— WHAT THE TASK REQUIRES —
Please update the records below by replacing every "instance" with "occurrence" and changing nothing else. Leave the pictures out of your answer.

— DATA SHOWN —
* * * * *

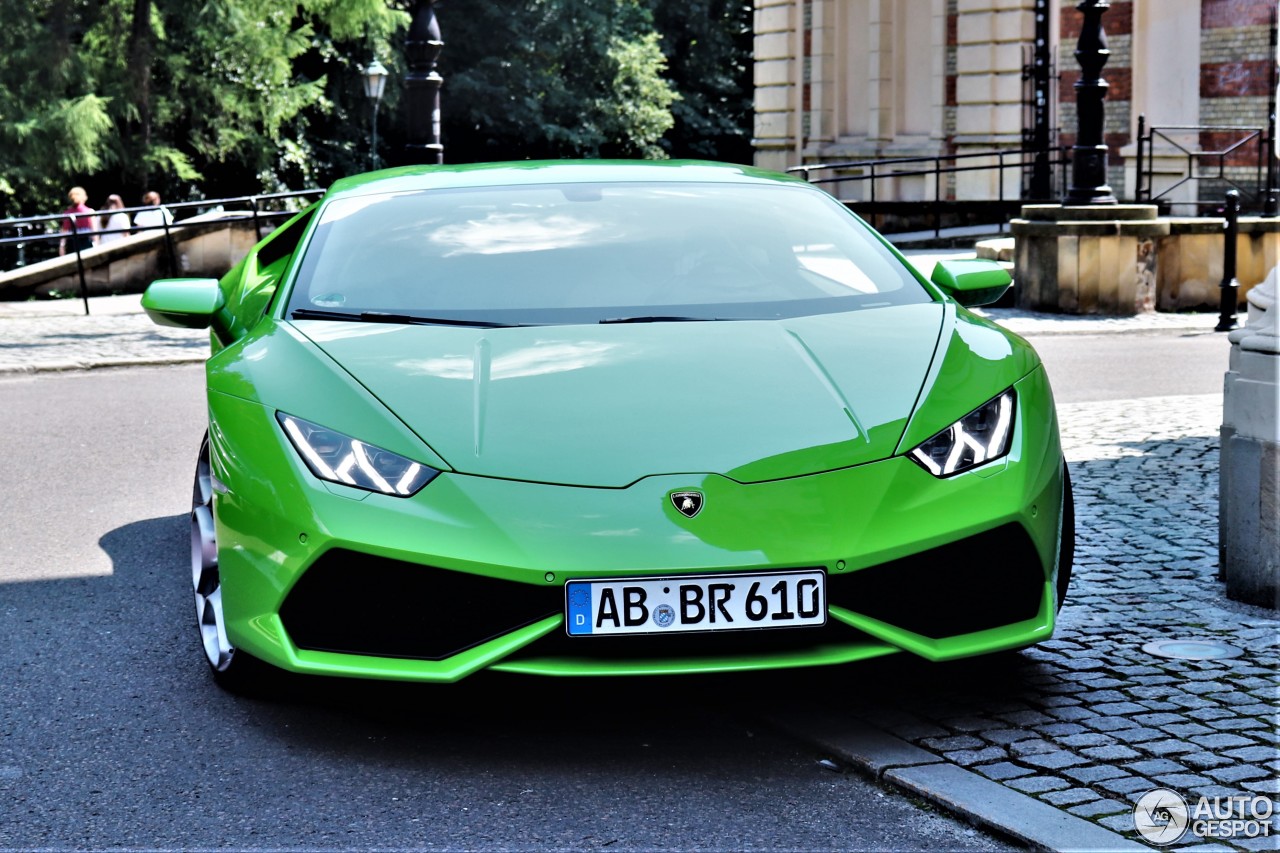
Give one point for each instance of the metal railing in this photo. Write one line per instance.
(46, 231)
(1207, 164)
(871, 172)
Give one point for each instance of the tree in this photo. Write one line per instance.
(708, 49)
(53, 121)
(127, 95)
(553, 78)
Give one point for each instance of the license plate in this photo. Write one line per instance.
(695, 603)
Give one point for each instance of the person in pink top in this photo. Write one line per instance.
(83, 232)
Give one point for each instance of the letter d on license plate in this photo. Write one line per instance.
(696, 603)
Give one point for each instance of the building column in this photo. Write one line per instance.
(776, 91)
(991, 36)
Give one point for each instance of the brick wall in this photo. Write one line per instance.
(1118, 26)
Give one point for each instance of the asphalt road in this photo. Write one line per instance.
(113, 735)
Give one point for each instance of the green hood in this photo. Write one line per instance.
(608, 405)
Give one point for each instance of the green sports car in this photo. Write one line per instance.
(611, 418)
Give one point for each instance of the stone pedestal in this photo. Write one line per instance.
(1248, 510)
(1087, 259)
(1121, 259)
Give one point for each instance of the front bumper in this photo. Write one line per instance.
(469, 573)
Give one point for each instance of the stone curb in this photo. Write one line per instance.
(960, 792)
(65, 366)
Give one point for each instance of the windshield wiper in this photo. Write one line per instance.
(384, 316)
(659, 318)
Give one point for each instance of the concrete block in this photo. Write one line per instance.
(1008, 58)
(773, 99)
(772, 19)
(1025, 819)
(1068, 274)
(1251, 527)
(1016, 26)
(1006, 119)
(1006, 89)
(773, 72)
(862, 746)
(1088, 265)
(973, 28)
(772, 126)
(974, 89)
(973, 59)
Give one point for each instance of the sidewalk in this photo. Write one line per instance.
(1052, 746)
(1089, 721)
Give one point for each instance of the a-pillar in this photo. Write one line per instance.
(1249, 475)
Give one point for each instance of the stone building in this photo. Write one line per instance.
(860, 80)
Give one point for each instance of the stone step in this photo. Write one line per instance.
(1000, 249)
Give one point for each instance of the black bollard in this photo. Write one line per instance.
(1230, 286)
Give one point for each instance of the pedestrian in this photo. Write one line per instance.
(115, 226)
(80, 224)
(154, 218)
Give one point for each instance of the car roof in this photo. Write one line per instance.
(542, 172)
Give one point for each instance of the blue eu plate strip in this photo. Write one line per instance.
(579, 609)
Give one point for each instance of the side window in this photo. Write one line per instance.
(264, 273)
(283, 243)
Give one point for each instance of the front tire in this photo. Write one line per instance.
(232, 669)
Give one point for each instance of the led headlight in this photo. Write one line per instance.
(341, 459)
(979, 437)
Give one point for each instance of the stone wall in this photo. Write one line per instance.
(1121, 260)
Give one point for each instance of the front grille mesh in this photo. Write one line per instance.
(982, 582)
(357, 603)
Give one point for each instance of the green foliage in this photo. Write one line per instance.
(553, 78)
(209, 97)
(708, 46)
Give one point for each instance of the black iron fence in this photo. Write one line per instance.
(865, 179)
(1210, 159)
(35, 238)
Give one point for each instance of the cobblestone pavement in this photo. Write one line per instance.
(1089, 721)
(56, 334)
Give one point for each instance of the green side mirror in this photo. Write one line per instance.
(187, 304)
(972, 282)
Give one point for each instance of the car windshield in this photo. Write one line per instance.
(594, 252)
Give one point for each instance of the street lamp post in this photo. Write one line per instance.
(1089, 154)
(375, 82)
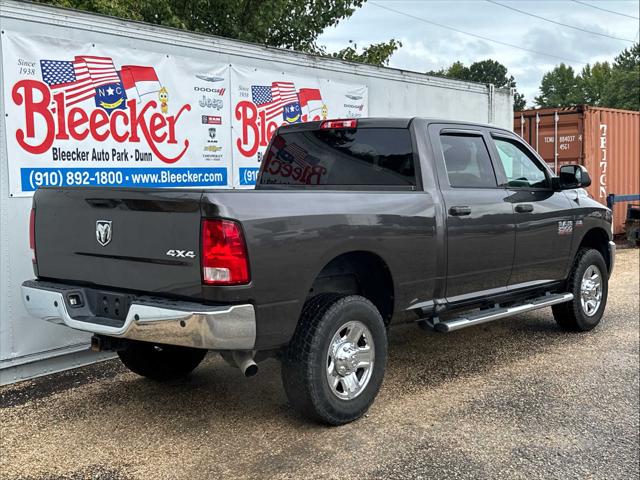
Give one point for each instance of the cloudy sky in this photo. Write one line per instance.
(430, 47)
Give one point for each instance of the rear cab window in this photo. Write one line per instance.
(340, 157)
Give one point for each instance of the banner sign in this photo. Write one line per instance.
(262, 100)
(84, 114)
(80, 114)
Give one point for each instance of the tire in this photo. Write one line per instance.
(574, 315)
(355, 331)
(160, 362)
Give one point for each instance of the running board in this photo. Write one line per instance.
(496, 313)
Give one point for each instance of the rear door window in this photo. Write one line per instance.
(337, 157)
(521, 170)
(467, 161)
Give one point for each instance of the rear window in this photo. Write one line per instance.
(334, 157)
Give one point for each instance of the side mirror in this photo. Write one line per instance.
(572, 176)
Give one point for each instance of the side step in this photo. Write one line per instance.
(496, 313)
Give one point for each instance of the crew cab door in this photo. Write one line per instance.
(480, 230)
(544, 222)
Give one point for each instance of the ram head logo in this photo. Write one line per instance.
(103, 231)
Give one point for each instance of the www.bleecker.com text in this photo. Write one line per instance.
(99, 155)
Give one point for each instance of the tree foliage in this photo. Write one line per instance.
(559, 87)
(615, 85)
(376, 54)
(292, 24)
(485, 71)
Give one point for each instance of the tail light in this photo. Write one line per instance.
(224, 253)
(342, 123)
(32, 234)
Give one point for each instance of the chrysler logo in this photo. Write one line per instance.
(103, 231)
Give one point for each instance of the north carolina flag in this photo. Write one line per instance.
(310, 102)
(139, 81)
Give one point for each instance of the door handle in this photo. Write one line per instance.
(524, 208)
(459, 211)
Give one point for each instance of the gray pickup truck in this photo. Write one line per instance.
(354, 225)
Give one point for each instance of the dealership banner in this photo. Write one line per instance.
(84, 114)
(262, 100)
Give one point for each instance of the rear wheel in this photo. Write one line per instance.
(334, 365)
(589, 284)
(160, 362)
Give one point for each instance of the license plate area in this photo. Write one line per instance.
(110, 305)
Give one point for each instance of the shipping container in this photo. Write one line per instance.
(605, 140)
(216, 77)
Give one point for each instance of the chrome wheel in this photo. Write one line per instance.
(591, 290)
(350, 360)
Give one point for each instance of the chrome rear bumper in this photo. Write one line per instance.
(612, 256)
(228, 327)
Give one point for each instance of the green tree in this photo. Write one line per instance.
(559, 88)
(485, 71)
(376, 54)
(623, 88)
(614, 85)
(593, 83)
(292, 24)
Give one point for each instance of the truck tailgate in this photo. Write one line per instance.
(130, 239)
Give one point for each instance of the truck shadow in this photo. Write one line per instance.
(418, 360)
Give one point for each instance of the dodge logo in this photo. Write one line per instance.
(103, 231)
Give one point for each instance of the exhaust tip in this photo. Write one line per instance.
(251, 370)
(96, 344)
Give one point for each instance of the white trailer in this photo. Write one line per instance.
(219, 98)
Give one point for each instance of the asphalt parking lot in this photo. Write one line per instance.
(516, 399)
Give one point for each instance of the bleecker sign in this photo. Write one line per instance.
(91, 115)
(263, 100)
(129, 125)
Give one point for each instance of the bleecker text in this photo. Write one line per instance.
(128, 125)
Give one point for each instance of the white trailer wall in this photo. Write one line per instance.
(29, 347)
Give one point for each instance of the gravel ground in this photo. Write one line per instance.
(511, 399)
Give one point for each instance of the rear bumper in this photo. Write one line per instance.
(226, 327)
(612, 256)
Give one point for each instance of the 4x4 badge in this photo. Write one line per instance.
(103, 231)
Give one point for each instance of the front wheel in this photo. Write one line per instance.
(589, 283)
(334, 365)
(160, 362)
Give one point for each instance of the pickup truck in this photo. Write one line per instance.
(354, 225)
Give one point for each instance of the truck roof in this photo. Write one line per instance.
(387, 122)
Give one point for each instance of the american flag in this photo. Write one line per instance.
(273, 98)
(79, 78)
(72, 78)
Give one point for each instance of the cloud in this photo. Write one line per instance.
(429, 47)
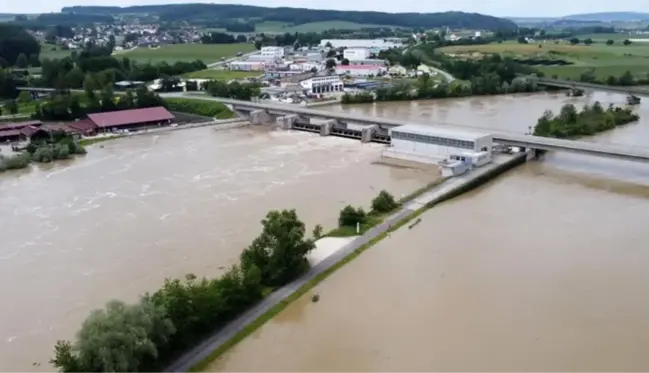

* * * * *

— ANSWER TO THIS TASK —
Give one point for each occurrence of the metal railing in this photo. Write one line per occurrence.
(46, 231)
(1207, 164)
(871, 172)
Give one point for each occurrence of the tree in this photo. Write one line per occurrence.
(708, 49)
(53, 121)
(127, 95)
(553, 78)
Give one point for each occurrence of the license plate in this photo. Write one line per occurrence.
(695, 603)
Give one point for each occurrence of the person in pink top in this photo. Write one line per occurrence.
(83, 232)
Give one point for each occurrence of the letter d on license plate in this photo. Write one line per occurrence.
(696, 603)
Give one point for each occurrence of the building column in this photo. Write one line per occurrence.
(776, 91)
(991, 36)
Give one point for each occurrence of the brick wall in this photo. Write one line per occurrence.
(1118, 26)
Give one point for each occurrence of the asphalt road in this photo. Write one line per occurrence.
(113, 735)
Give one point for each occurrence of the green hood in this photo. Write one line per occurrence.
(608, 405)
Give one point for each occurrence of the green sports car in this photo. Write one line per occurrence.
(611, 418)
Give one point for each occurrence of the stone pedestal in this photo. Write one line per occurrence.
(1248, 510)
(1087, 259)
(1121, 259)
Give one point for each occurrence of the front bumper in this photo. Write one line per occurrence.
(469, 573)
Give one point for each occurrence of the stone curb in this photo. Write one line per occurrence.
(960, 792)
(65, 366)
Give one point for each occurrence of the windshield wiper in this photo. Write one line per occurrence.
(384, 316)
(659, 318)
Give one point for each occurrence of the concrete block in this photo. Write one line per occurrence.
(1008, 58)
(773, 99)
(772, 19)
(1025, 819)
(1068, 274)
(1251, 527)
(1016, 26)
(1006, 119)
(1006, 89)
(773, 72)
(862, 746)
(1088, 265)
(973, 28)
(772, 126)
(974, 89)
(973, 59)
Give one point for each occurrence of the sidewalk in this photo. Write one line per occurrence.
(1052, 746)
(1089, 721)
Give one point for each occurrence of the a-pillar in this photo. Write one line per occurrence.
(1249, 475)
Give one point for each occurrence of the stone building in this photo. Write one line per occurrence.
(860, 80)
Give one point for each occurrence of the stone step in this photo. Write one line per occurrence.
(1000, 249)
Give one point for each occurrence of the black bollard in this photo. Write one line per occurrence.
(1230, 286)
Give one point for each occurrence of the pedestrian in this photo. Write one line per occurrence.
(115, 226)
(80, 224)
(154, 218)
Give one point for each occurrence of the car roof in this photo. Write one line per occurrence.
(542, 172)
Give one point for each occurrence of the blue eu plate strip in this photo. Write one line per occurrence.
(579, 609)
Give one point for each occurrence of the side window in this photo. Write one line per occurrence.
(264, 273)
(283, 243)
Give one point for each occurrence of the front tire in this photo. Write one line per occurrence.
(232, 669)
Give one point for each occurrence of the led headlight in this photo. Write one line per occurrence.
(341, 459)
(979, 437)
Give one point for each occurrence of the stone wall in this photo. Write one line per occurrence.
(1121, 260)
Give one point for each occurrence of the front grille mesh in this photo. Write one line per occurrence.
(982, 582)
(357, 603)
Give one point for each occurrence of the green foliage in this photo. Write one line per occurrence.
(553, 78)
(209, 97)
(708, 46)
Give one point for each occurrence of the black iron fence in this photo. Write one line per occurrence.
(865, 179)
(1210, 159)
(35, 238)
Give one point for each occurrence of the cobblestone pavement in this photo. Write one line per occurrence.
(1089, 721)
(56, 334)
Give one point for each occurrence of the green side mirror in this photo. Write one line per occurrence.
(187, 304)
(972, 282)
Give one point for each occurrence of the car windshield in this photo. Write one line per occurrence.
(594, 252)
Give one point for each occurrence of the street lamp post in this photo. Write one line per occurrence.
(1089, 154)
(375, 82)
Give one point for each occurrence of the cloudy sky in this photo. Write one line per occurrence.
(430, 47)
Give one point for each occurrence of the rear cab window in this photo. Write one line per occurrence.
(340, 157)
Give one point for each occurrence of the banner sign in this photo. Write one line per occurrence.
(262, 100)
(84, 114)
(80, 114)
Give one point for each occurrence of the tire in this photo. Write one line per occurrence.
(574, 315)
(355, 331)
(160, 362)
Give one point for each occurrence of the running board in this photo. Write one line per occurrence.
(496, 313)
Give one point for each occurrence of the rear door window in this photo. Write one line per occurrence.
(337, 157)
(521, 170)
(467, 161)
Give one point for each occurrence of the rear window in this photo. Write one line per occurrence.
(334, 157)
Give one point for each occurrence of the side mirror in this photo. Write one line per occurrence.
(572, 176)
Give one point for each occurrence of the side step in this photo. Write one line per occurrence.
(496, 313)
Give one point for each occurrence of the crew cab door in this photo. Write one line per occurrence.
(480, 230)
(544, 222)
Give one point for each occurrence of the ram head logo in this photo. Write one line per occurrence.
(103, 231)
Give one point for each occurrence of the www.bleecker.com text in this photo. Write one line per occurrence.
(99, 155)
Give one point for each occurrence of the tree foliage in this photo. Write one line per occurrence.
(559, 87)
(615, 85)
(376, 54)
(292, 24)
(485, 71)
Give one point for each occurrence of the tail light in this photo. Write one line per occurrence.
(224, 253)
(342, 123)
(32, 234)
Give one point for each occurrence of the chrysler logo in this photo. Write one line per occurrence.
(103, 231)
Give one point for each occurrence of the north carolina flag in this photo. Write one line per occurrence.
(310, 102)
(139, 81)
Give one point for each occurrence of the door handle in this photo. Write one line per occurrence.
(524, 208)
(459, 211)
Give one point for each occurrence of the gray pickup truck in this photo. Write one line per occurrence.
(354, 225)
Give one point for each occurrence of the dealership banner in this photo. Write one line per occurrence.
(84, 114)
(262, 100)
Give one point for each occurrence of the rear wheel in this photo. Write one line per occurrence.
(334, 365)
(589, 284)
(160, 362)
Give one point for each occurrence of the license plate area in this photo. Write one line per occurrence.
(110, 305)
Give one point for each occurrence of the shipping container in this photo. Write one line per occurrence.
(605, 140)
(216, 77)
Give one point for each occurrence of the chrome wheel in this photo. Write one line per occurrence.
(591, 290)
(350, 360)
Give one point for each occurrence of the chrome rear bumper in this photo. Write one line per occurrence.
(612, 256)
(228, 327)
Give one point for each occurrence of the green tree in this photo. Write one line per occurrence.
(559, 88)
(485, 71)
(376, 54)
(623, 88)
(614, 85)
(593, 83)
(292, 24)
Give one point for each occurrence of the truck tailgate in this photo. Write one line per occurrence.
(130, 239)
Give one point for each occurrence of the truck shadow in this photo. Write one line per occurrence.
(418, 360)
Give one point for each occurrence of the dodge logo in this photo. Write one line per occurrence.
(103, 231)
Give one point for each occurrence of the exhaust tip in this photo. Write one line per occurrence.
(251, 370)
(96, 344)
Give one point for each occurrence of the white trailer in this photo. Write one line per occurrence.
(219, 98)
Give one point for each occurrence of the asphalt parking lot in this photo. Write one line per occurrence.
(516, 399)
Give one point for each occurrence of the bleecker sign in this photo. Write one line per occurrence.
(91, 115)
(263, 100)
(129, 125)
Give one point for each occurrence of the bleecker text in this photo. Write one line per occurrence.
(128, 125)
Give one point for each occurrence of the white trailer wall in this photo. Write one line per occurrence.
(29, 347)
Give one point for each occurrence of the gravel ground in this photo. Write one line per occurrence.
(511, 399)
Give one point for each occurrence of the rear bumper in this photo. Write one line per occurrence.
(226, 327)
(612, 256)
Give one point for each occurrence of the 4x4 badge in this photo. Write one line per occurrence.
(103, 231)
Give one point for each occurrence of the front wheel in this photo. Write one line per occurrence.
(589, 283)
(334, 365)
(160, 362)
Give one point for each occurrence of the pickup truck in this photo. Write one line per occurrence.
(354, 225)
Give one point for each occurrence of the truck roof in this photo. Write one line per occurrence.
(387, 122)
Give one point for each occurrence of the american flag in this photo. Write one line per occurrence.
(273, 98)
(79, 78)
(72, 78)
Give one point for each occurrence of the cloud in this photo. Write one line per occurrence.
(429, 47)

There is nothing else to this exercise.